[Dataset entries]
- - -

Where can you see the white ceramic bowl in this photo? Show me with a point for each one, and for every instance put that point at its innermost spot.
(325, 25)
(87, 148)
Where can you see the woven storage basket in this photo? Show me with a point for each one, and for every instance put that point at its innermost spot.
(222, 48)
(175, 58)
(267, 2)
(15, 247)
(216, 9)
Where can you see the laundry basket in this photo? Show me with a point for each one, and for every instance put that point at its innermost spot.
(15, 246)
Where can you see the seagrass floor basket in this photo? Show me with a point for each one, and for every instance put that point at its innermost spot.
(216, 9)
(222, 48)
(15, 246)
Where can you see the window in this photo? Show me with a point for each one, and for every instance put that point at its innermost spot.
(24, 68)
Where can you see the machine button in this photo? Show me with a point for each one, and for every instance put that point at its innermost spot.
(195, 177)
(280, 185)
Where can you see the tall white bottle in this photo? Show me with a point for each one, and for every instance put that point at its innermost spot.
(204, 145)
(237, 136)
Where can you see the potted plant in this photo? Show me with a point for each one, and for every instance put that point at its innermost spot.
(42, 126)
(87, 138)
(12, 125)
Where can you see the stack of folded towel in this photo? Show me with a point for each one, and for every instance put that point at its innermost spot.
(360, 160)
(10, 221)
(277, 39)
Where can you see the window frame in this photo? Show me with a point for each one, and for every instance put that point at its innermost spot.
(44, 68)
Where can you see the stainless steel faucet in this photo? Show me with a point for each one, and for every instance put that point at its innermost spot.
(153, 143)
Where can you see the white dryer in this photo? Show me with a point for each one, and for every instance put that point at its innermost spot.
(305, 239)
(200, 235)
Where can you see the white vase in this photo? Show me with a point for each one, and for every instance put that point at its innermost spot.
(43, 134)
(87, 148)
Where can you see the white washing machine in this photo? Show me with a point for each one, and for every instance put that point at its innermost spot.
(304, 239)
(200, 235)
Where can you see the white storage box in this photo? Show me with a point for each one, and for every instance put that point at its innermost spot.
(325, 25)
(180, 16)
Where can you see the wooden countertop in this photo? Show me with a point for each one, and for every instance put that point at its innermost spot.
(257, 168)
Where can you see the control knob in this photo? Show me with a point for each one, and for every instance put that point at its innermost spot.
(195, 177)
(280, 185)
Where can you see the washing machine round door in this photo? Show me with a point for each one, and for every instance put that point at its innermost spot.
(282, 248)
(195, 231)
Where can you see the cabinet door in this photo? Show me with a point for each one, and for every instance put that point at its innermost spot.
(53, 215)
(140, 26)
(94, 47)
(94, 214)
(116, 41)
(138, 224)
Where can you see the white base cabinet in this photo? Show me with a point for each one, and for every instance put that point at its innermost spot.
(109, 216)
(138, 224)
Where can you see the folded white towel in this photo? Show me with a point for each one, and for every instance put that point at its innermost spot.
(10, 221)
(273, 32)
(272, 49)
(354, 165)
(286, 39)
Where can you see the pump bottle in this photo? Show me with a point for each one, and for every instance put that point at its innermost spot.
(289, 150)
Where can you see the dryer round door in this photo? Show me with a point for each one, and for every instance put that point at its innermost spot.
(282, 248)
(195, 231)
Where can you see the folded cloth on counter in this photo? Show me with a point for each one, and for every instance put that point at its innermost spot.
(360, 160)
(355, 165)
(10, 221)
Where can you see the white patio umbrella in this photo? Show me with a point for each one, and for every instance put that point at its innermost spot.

- - -

**Aim:**
All of the lines above must be returned exactly.

**Answer to the exercise:**
Where can you see the white ceramic bowl in this photo? Show me with a point for each one, and for every instance put that point at its innermost spot.
(325, 25)
(87, 148)
Where can you see the woven storage basket in this photo? Show me with a point for each one, and for every instance put that point at its innermost spot.
(222, 48)
(175, 58)
(267, 2)
(15, 247)
(216, 9)
Where can you see the laundry basket in this photo? Show me with a point for each one, and for every instance put that point at its innermost spot.
(15, 246)
Where can you see the seagrass floor basket in this photo? Show me with a point for each one, and for every instance put that point at its innermost spot.
(216, 9)
(222, 48)
(15, 246)
Where can you see the window in this photo? Show me with a point for each one, and for every instance put that point at its innermost spot.
(24, 68)
Where can you see the machine button in this photo? Show me with a point for each one, and for every instance put that point at its innermost spot.
(195, 177)
(280, 185)
Where can you see the tall white bottle in this photo? Show me with a point for each one, and for every instance put that point at its innermost spot.
(204, 145)
(237, 136)
Where can you see the potted plant in this photo? Show me with a point for each one, and for every instance put that point at its innermost spot.
(42, 126)
(87, 138)
(12, 125)
Where can you see the stack of folded towel in this photo? Show me with a point for each one, and for every instance put that point at its innermost spot.
(360, 160)
(10, 221)
(277, 39)
Where can you see the window frame in this photo? Show me with a point for each one, and for every instance put that point at its innermost spot.
(44, 68)
Where can you see the stainless steel faucet in this photo? Show me with a point for each one, and for every instance put that point at its innermost spot.
(153, 143)
Where can you see the white dryer in this photo? Show me with a point for each one, and for every instance put that point at its innermost spot.
(305, 239)
(200, 235)
Where can you see the white vase in this photo? Show me with a point for each one, and for every instance put that point at its innermost spot.
(43, 134)
(87, 148)
Where can you see the white washing machine in this photo? Show me with a point for each one, and for every instance put that point at its innermost spot.
(304, 239)
(200, 235)
Where can you see the white storage box in this photo? Show me with a point for each one, and for every instance put that point at its innermost spot.
(325, 25)
(180, 16)
Where can you see the wooden countertop in this photo? Show me with a point for each one, and for every instance put that point at its innermost spot.
(257, 168)
Where can you see the control knob in this photo? Show me with a point for each one, and for every instance put that point at its innermost spot.
(195, 177)
(280, 185)
Where can you see the washing machine round door in this photo? Show me with a point for each one, and for every instance put that point at its innermost spot.
(282, 248)
(195, 231)
Where can you see the cabinet door in this photo? Show me with a point for each one, and for every instance put that point at its innermost spot.
(53, 215)
(140, 26)
(94, 47)
(94, 214)
(116, 41)
(138, 224)
Where can you see the white base cabinet in this photo? Show me with a point for each one, and for every instance put that point at its innermost spot.
(109, 216)
(138, 224)
Where can you see the folded white towel in this photo? Show me with a point for each one, and for every instance put that point at its innermost spot.
(10, 221)
(273, 32)
(272, 49)
(354, 165)
(286, 39)
Where can you see the pump bottle in this photo? Show me with a point for each one, and for every instance put that point at its innermost spot.
(289, 150)
Where can you see the dryer round door in this photo? Show me with a point for each one, and for every instance put that point at its innermost spot.
(282, 248)
(195, 231)
Where can you see the folded cloth on counter in this photo? Show me with a point for each one, and for every instance put that point at its innermost spot.
(360, 160)
(355, 165)
(10, 221)
Where can you see the white patio umbrella in this photo? Show me with a point for each one, and for every instance put that point at its innermost spot.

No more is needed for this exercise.